Update the records by changing "wooden table surface" to "marble countertop" wherever it appears, with everything else left as is. Omit the pictures from your answer.

-------- Supplied records

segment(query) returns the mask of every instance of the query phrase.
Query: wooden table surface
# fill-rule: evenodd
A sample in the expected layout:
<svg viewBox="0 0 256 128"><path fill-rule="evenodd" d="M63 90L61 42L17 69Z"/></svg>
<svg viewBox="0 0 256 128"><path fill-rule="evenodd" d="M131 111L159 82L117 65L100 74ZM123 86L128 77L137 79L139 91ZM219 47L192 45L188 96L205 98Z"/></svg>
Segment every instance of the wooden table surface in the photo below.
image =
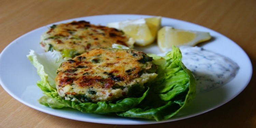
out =
<svg viewBox="0 0 256 128"><path fill-rule="evenodd" d="M149 15L191 22L222 33L245 51L254 69L256 6L255 0L0 0L0 51L27 32L58 21L102 14ZM256 128L255 70L253 72L245 89L216 109L187 119L144 125L97 124L56 116L23 104L1 86L0 127Z"/></svg>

----------------

** Expected output **
segment(query) returns the mask of every instance of the query phrase.
Query: marble countertop
# fill-rule: evenodd
A sample in the expected layout:
<svg viewBox="0 0 256 128"><path fill-rule="evenodd" d="M63 90L61 42L17 69Z"/></svg>
<svg viewBox="0 0 256 128"><path fill-rule="evenodd" d="M131 111L159 82L117 65L100 74ZM123 86L128 77L137 79L139 91ZM219 47L192 45L188 96L205 98Z"/></svg>
Segment every instance of the marble countertop in the photo below.
image =
out =
<svg viewBox="0 0 256 128"><path fill-rule="evenodd" d="M149 15L191 22L222 33L245 51L254 69L256 6L255 0L0 0L0 51L27 32L58 21L102 14ZM256 128L255 70L253 72L245 89L216 109L187 119L144 125L97 124L56 116L23 104L1 86L0 127Z"/></svg>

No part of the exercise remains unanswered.